Textauszug »
=====

Stille Nacht, heilige Nacht

Predigt zur Christmette 2010

Einleitung

Weihnachten ist das Fest der kleinen Leute. So erzählt es das Weihnachtsevangelium. Die Hirten draußen vor den Toren der Stadt sind die bevorzugten Adressaten der himmlischen Botschaft.
Auch viele Lieder erzählen davon. In der evangelischen Kirche gibt es die Tradition des Quempas. Eine Abkürzung für das lateinische quem pastores laudavere – „den die Hirten lobeten sehre“. Eindrücklich wird vor Augen gestellt, es sind diese kleinen Leute, die als erste kapiert haben, was Weihnachten bedeutet: Der König der Ehren wird einer Kleiner wie wir.
Lassen wir diese alte evangelische Tradition in unserer katholischen Kirche auf uns wirken.

Predigt

Alle Welt erzählt sich: Am Heiligen Abend des Jahres 1818 war in Oberndorf (im Salzburger Land, nicht in Schweinfurt) Katastrophenstimmung. Die Orgel war ausgefallen. Was sollte das für eine Christmette werden – ohne Orgel? In seiner Not setzte sich Pfarrer Josef Mohr hin und dichtete ein Weihnachtslied, rannte damit zum Dorfschullehrer Franz Gruber und bat ihn, dazu eine Melodie zu schreiben. Und in der Mette trugen die beiden, der eine Tenor, der andere Bass, mit Gitarrenbegleitung zum ersten Mal das Lied vor, das einen Siegeszug um die Welt machen sollte: „Stille Nacht, heilige Nacht“.
So schön diese Entstehungslegende ist, so unwahrscheinlich ist sie. Unmöglich, dass der Priester Josef Mohr die Messe, die damals nach tridentinischem Ritus in Latein gelesen wurde, hätte unterbrechen können, um zur Gitarre zu greifen und mit dem Lehrer im Duo das Lied vorzutragen. Außerdem hat es ein Archivfund von 1995 ganz klar ans Licht gebracht: Den Text von „Stille Nacht“ hat Josef Mohr bereits zwei Jahre früher geschrieben, als er noch in einer ganz anderen Pfarrei tätig war. 1816 in Maria Pfarr. Das Gnadenbild dieser Kirche zeigt das Jesuskind mit Locken. Das gab Mohr die Idee für seinen „holden Knaben im lockigen Haar“. Dass sein Weihnachtsgedicht auf dem Siegeszug um die ganze Welt war, hat Mohr nie erfahren. 1848 ist er an Lungenentzündung gestorben. Es waren Kaufleute, die das Lied aus dem Salzburger Land in die großen Messestädte wie Leipzig und von dort in alle Welt gebracht haben.

=====

Bereitgestellte Einträge »
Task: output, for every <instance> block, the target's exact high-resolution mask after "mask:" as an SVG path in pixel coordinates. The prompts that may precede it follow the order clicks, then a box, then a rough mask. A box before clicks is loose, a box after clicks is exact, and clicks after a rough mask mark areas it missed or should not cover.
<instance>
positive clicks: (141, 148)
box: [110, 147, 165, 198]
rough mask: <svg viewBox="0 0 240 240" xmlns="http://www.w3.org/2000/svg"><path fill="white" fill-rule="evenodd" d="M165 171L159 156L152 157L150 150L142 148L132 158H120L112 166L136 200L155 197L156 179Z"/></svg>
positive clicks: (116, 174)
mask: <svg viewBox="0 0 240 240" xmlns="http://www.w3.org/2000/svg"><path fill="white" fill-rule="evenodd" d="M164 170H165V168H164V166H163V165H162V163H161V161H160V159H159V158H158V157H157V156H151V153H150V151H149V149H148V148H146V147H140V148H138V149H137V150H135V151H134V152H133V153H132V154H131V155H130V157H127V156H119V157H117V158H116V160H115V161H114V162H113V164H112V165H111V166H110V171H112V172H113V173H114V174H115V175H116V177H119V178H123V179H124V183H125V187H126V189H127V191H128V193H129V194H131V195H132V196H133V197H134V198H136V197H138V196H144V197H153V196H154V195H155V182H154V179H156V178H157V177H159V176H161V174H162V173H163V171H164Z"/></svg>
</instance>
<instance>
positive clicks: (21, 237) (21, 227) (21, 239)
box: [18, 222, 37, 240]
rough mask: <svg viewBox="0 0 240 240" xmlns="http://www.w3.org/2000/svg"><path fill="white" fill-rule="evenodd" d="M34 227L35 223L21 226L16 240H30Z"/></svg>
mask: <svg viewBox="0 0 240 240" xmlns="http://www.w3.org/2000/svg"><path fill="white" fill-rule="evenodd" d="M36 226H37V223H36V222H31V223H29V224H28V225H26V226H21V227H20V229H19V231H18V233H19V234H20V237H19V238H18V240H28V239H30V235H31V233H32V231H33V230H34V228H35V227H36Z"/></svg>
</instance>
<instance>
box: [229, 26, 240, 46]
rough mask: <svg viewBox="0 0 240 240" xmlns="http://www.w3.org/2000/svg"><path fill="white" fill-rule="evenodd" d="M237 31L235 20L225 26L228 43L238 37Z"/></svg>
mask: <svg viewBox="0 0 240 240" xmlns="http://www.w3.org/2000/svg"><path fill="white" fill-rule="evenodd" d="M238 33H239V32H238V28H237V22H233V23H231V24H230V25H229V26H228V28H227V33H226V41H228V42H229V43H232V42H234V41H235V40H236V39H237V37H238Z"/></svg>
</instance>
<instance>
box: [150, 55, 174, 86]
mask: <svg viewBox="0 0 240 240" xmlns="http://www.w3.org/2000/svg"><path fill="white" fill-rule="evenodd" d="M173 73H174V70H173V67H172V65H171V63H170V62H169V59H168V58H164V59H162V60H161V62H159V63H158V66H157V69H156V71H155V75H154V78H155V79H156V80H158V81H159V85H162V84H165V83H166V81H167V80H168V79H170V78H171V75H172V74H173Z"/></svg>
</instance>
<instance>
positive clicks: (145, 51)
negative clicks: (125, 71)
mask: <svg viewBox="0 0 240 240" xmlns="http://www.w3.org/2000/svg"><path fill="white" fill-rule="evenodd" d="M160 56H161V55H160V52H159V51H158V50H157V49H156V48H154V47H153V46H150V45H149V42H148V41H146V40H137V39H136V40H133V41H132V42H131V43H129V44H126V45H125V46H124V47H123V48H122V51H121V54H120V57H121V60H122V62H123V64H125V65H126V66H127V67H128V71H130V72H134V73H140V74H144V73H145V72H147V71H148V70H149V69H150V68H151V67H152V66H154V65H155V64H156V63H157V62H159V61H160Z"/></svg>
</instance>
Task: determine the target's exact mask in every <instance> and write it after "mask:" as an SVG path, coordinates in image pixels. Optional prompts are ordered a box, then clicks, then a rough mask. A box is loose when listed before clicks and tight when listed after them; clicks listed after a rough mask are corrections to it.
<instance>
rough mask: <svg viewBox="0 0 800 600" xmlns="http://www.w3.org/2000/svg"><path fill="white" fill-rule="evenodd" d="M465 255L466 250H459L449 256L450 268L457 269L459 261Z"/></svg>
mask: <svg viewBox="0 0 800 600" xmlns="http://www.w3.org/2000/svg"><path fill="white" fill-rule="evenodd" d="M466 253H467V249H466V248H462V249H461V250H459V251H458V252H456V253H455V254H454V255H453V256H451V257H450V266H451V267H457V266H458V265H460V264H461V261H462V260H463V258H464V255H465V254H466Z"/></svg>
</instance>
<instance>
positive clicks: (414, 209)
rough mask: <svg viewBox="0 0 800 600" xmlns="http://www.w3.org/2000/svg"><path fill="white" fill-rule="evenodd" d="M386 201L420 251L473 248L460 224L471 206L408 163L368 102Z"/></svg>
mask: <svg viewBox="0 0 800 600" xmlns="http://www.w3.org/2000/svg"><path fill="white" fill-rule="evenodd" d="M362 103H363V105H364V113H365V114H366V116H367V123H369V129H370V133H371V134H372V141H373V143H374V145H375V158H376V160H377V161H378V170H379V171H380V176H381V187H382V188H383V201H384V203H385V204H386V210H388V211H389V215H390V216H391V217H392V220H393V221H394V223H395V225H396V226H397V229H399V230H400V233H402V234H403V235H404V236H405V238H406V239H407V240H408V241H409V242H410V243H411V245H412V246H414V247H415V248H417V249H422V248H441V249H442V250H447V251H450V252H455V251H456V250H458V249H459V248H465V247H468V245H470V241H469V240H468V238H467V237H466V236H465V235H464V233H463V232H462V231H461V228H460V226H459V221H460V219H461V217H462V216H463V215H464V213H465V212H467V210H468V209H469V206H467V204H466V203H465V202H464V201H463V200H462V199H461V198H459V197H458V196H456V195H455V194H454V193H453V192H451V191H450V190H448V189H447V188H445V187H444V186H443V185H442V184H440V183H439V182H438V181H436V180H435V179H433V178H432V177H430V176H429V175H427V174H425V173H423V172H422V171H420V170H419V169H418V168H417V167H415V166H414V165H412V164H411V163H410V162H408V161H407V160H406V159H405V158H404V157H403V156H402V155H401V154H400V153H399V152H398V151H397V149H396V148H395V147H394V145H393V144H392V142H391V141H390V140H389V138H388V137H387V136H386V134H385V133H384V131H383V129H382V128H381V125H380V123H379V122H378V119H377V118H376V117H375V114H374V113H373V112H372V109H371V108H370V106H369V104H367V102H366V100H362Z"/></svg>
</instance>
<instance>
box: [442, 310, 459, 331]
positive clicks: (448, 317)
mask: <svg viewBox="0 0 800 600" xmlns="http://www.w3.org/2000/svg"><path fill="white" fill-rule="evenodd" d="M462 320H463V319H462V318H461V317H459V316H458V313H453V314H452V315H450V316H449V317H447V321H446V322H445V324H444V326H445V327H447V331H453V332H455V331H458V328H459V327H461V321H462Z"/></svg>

=====

Verständnis prüfen »
**1.** Wie lässt sich der Absatz der Predigt, der mit „So schön diese Entstehungslegende ist“ beginnt, kürzer in Stichpunkten wiedergeben, ohne seine wichtigsten Fakten zu verlieren?
**2.** Wie könnte die Predigt über „Stille Nacht“ weitergehen? Führen Sie sie im Anschluss an ihren letzten Satz fort.
Die Einträge stammen aus einer anderen Quelle als die Predigt.

Lösungen »
**1.**
- Die Entstehungslegende ist schön, aber unwahrscheinlich.
- Josef Mohr hätte die damals nach tridentinischem Ritus auf Latein gelesene Messe nicht unterbrechen können, um mit dem Lehrer im Duo das Lied zur Gitarre vorzutragen.
- Ein Archivfund von 1995 belegt: Mohr schrieb den Text schon 1816 in Maria Pfarr, als er noch in einer anderen Pfarrei tätig war.
- Das Gnadenbild dieser Kirche zeigt das Jesuskind mit Locken, daher stammt der „holde Knabe im lockigen Haar“.
- Mohr erfuhr nie vom weltweiten Erfolg seines Gedichts; er starb 1848 an Lungenentzündung.
- Kaufleute brachten das Lied aus dem Salzburger Land in Messestädte wie Leipzig und von dort in alle Welt.

**2.**
Aber das Geheimnis des Welterfolgs von „Stille Nacht“, die tiefe Emotionalität, die jeden berührt, hat mit dem Leben des Josef Mohr selbst zu tun. Nie hat er es weiter gebracht als bis zum Hilfspfarrer. In seiner Heimatdiözese Salzburg wurde er ständig von einer Stelle auf die andere geschoben. Er starb völlig mittellos als Pfarrvikar von Wagrain im Hinterland von Salzburg.
Dass er nie auf eine renommierte Pfarrstelle gesetzt worden ist, hängt vermutlich damit zusammen, dass er als uneheliches Kind geboren wurde. Als drittes Kind einer ledigen Frau kam er zur Welt. Und deren „fleischliche Verbrechen“ wurden in der Pfarrchronik ihrer Gemeinde ausdrücklich festgehalten.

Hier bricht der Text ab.